__Description of the task__.
Arrange the stretch of material below, from the line containing "the light wood" through the line containing "x=175, y=196", as a JSON list of strings with one string per line, omitting blank lines.
--- --- ---
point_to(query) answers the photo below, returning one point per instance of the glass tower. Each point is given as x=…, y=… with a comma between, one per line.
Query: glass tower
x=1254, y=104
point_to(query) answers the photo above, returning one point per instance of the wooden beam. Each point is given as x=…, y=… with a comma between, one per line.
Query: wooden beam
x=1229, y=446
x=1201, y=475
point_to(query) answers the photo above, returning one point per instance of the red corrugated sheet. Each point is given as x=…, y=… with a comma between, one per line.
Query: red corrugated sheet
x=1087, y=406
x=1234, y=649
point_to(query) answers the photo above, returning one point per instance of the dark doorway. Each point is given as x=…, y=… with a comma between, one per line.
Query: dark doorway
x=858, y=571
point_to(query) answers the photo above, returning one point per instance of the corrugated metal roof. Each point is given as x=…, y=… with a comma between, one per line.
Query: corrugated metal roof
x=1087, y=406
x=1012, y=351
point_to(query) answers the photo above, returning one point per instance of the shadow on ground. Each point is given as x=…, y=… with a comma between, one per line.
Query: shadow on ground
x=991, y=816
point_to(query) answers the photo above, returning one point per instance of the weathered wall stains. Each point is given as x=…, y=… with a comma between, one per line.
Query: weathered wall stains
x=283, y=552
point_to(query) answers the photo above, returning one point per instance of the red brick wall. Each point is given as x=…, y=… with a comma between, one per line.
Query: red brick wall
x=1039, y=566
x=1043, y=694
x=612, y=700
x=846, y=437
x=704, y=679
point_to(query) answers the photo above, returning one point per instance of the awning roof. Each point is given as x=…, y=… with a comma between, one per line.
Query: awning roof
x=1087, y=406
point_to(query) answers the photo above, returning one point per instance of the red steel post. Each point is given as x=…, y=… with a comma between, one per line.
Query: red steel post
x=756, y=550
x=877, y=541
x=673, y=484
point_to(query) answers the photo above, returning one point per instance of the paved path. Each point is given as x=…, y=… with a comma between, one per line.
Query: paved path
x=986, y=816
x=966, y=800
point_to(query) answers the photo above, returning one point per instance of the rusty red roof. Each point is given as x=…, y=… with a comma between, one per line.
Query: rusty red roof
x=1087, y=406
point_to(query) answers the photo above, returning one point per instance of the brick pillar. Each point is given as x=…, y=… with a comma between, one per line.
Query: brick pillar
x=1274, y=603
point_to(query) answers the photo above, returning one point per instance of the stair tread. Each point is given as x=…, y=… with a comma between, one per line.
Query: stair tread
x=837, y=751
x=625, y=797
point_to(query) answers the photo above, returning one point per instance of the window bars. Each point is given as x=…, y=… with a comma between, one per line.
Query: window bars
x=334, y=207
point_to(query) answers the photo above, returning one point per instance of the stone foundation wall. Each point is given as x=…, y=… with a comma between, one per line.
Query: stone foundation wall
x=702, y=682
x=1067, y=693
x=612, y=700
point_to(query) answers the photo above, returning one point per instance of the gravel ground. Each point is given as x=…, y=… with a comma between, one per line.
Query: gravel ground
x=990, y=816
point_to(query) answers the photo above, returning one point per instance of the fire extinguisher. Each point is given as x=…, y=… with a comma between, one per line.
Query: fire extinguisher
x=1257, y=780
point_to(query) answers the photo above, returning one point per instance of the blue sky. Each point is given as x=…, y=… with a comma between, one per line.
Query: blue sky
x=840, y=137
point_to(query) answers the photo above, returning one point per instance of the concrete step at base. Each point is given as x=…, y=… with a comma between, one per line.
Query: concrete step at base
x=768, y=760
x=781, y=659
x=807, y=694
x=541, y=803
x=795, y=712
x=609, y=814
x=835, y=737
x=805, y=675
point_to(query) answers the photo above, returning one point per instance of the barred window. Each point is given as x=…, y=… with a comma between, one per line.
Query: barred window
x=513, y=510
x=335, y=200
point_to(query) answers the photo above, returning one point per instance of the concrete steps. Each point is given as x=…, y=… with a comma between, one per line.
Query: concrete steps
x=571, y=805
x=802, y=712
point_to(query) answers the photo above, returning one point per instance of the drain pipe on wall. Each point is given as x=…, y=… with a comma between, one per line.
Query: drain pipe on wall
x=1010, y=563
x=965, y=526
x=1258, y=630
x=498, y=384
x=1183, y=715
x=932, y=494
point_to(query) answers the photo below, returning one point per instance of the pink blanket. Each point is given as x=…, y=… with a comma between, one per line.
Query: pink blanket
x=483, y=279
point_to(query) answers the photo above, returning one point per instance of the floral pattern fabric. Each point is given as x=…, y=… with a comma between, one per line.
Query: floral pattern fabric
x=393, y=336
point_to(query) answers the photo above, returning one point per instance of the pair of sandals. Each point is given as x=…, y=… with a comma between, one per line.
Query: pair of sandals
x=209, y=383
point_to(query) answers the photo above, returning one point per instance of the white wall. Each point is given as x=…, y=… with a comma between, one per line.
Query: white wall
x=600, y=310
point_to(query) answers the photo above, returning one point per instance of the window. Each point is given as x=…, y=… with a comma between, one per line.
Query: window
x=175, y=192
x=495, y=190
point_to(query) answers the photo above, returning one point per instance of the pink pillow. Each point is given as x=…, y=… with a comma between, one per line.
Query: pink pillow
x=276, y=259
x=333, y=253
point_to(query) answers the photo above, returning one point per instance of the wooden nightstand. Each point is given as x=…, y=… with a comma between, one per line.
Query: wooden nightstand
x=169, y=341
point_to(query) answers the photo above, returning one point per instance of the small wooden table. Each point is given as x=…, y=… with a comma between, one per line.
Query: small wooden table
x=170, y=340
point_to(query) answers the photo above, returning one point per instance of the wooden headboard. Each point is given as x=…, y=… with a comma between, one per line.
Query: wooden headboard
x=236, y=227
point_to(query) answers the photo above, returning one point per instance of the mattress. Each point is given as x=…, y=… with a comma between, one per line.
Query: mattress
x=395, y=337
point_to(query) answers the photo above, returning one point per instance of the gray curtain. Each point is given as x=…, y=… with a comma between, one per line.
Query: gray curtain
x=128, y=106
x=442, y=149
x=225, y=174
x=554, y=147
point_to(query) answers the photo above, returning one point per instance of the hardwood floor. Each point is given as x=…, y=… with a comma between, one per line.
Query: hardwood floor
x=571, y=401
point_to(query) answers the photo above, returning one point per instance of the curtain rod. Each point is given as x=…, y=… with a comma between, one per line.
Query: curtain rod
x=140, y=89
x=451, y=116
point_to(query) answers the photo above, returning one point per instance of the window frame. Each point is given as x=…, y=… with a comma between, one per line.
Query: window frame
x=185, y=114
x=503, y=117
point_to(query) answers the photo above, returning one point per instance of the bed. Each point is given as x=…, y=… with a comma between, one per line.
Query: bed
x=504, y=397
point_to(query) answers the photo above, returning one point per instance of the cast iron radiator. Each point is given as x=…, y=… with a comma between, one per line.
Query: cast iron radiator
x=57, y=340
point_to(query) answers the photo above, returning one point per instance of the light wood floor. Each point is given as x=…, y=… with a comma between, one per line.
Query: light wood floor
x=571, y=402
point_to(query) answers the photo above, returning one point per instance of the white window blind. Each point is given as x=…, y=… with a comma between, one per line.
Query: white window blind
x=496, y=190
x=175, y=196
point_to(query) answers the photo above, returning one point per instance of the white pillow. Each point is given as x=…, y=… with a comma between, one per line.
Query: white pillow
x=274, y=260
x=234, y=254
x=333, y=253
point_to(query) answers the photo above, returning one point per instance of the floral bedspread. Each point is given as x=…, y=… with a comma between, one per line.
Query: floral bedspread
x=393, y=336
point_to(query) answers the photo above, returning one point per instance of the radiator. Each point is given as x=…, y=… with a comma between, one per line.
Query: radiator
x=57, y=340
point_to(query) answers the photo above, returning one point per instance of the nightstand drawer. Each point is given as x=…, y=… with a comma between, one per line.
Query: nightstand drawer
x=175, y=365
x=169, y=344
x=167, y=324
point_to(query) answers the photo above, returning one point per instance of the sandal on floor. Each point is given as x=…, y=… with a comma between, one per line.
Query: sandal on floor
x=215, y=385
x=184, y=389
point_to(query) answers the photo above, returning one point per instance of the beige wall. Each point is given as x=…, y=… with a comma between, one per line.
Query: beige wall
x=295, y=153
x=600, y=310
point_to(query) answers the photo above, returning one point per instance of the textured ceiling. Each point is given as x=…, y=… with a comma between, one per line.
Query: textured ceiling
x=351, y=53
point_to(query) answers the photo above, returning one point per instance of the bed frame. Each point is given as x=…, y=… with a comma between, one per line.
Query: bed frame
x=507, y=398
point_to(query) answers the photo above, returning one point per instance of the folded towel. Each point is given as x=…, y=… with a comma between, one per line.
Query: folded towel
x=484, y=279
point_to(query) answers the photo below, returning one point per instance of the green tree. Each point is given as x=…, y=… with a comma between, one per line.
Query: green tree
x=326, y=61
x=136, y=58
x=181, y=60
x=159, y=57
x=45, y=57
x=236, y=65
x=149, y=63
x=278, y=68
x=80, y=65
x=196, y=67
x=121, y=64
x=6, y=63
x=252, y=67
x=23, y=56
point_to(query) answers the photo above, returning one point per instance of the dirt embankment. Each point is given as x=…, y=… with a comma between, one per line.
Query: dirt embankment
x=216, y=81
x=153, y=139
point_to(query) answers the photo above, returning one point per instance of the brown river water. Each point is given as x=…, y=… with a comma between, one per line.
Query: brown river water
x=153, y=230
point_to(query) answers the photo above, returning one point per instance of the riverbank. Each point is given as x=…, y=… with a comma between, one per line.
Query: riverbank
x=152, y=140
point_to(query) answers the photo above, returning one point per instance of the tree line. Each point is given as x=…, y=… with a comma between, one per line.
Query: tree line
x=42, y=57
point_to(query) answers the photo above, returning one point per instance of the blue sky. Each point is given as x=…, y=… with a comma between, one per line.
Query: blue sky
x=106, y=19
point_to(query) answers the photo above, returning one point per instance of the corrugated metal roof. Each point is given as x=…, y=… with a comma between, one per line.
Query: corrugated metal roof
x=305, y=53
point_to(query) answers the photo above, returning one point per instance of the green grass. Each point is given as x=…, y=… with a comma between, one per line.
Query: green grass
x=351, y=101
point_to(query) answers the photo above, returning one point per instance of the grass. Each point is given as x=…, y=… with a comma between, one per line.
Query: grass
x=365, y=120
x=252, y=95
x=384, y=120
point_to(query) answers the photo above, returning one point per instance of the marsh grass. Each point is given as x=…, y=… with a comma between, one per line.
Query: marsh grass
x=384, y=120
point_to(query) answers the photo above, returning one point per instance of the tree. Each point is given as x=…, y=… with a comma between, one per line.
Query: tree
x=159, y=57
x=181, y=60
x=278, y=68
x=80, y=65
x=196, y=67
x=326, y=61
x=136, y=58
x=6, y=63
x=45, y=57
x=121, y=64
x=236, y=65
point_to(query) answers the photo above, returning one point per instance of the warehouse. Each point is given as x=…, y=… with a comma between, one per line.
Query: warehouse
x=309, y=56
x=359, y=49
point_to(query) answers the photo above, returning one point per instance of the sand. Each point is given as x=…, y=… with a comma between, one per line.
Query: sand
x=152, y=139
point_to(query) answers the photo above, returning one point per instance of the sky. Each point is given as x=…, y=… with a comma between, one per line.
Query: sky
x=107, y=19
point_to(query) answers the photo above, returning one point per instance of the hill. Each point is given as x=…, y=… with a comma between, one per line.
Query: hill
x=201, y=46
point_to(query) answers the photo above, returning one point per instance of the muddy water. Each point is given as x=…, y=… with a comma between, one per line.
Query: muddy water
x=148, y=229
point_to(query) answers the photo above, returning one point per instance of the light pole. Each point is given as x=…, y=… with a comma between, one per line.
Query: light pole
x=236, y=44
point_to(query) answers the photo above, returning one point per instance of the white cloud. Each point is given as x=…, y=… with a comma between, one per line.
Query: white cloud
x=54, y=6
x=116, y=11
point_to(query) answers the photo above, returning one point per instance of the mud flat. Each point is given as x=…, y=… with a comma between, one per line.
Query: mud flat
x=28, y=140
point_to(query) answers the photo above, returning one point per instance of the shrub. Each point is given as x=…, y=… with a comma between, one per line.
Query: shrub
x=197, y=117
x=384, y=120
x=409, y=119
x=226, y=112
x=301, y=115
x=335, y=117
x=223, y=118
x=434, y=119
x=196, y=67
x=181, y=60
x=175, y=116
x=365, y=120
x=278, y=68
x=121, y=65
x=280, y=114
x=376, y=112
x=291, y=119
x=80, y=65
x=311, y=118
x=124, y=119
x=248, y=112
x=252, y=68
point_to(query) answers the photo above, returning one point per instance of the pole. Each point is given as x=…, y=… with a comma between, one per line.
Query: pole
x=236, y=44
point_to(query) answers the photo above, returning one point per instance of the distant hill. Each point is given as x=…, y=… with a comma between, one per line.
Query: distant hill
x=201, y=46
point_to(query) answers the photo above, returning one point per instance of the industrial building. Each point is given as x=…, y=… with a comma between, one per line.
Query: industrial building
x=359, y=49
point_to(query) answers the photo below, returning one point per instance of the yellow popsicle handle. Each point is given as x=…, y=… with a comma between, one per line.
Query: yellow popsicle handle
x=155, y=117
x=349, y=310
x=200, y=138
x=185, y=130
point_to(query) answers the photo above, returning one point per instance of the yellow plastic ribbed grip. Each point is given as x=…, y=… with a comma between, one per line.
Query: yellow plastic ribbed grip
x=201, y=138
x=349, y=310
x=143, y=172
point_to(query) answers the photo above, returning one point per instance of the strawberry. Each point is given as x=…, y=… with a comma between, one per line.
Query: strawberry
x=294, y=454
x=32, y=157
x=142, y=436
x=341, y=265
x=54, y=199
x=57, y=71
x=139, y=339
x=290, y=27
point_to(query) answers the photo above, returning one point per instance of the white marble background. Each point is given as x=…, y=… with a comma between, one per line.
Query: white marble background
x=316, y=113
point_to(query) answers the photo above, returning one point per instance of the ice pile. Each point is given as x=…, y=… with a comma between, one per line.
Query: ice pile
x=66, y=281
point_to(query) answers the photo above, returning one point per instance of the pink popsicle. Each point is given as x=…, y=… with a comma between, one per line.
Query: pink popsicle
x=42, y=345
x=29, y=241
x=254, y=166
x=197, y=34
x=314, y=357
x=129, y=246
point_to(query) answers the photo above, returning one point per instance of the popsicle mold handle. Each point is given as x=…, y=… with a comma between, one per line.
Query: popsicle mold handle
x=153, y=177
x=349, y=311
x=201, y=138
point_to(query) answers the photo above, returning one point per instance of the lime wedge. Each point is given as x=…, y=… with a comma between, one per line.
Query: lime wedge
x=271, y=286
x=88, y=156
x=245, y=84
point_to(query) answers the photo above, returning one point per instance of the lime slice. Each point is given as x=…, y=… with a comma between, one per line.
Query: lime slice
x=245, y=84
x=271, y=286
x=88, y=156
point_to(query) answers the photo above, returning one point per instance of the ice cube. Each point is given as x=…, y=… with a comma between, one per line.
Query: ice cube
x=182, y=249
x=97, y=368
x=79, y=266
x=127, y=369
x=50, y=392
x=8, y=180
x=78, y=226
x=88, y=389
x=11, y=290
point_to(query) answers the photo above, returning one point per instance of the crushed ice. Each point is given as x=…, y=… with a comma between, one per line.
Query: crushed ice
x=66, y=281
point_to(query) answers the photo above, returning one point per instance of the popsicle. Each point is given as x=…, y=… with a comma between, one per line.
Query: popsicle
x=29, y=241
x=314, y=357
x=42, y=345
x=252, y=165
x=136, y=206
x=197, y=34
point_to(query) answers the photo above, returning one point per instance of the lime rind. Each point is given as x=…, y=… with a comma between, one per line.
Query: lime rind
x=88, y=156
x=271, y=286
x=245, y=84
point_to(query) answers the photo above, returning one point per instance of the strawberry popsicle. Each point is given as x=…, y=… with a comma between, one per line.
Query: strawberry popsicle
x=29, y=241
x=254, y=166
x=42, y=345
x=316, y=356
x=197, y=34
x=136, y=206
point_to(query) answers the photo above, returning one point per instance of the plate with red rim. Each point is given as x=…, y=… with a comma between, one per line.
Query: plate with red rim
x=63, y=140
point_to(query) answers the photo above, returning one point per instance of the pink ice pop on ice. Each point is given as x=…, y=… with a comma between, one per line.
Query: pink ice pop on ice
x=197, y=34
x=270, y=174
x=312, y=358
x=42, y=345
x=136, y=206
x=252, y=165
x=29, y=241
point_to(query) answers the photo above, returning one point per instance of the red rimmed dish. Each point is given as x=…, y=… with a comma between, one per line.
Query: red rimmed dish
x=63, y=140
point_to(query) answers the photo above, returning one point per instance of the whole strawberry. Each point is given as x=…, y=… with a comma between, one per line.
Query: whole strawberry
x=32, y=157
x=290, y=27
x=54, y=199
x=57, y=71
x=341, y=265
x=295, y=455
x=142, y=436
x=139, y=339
--- --- ---
__Response to the task__.
[
  "point_to(query) answers the photo above, returning one point per instance of the light wood floor. Each point is given as x=…, y=… with a comma between, one per line.",
  "Query: light wood floor",
  "x=571, y=402",
  "point_to(query) answers the photo above, returning one point per instance of the white window blind. Each point is given as x=…, y=… with a comma between, one per line.",
  "Query: white window blind",
  "x=496, y=190",
  "x=175, y=196"
]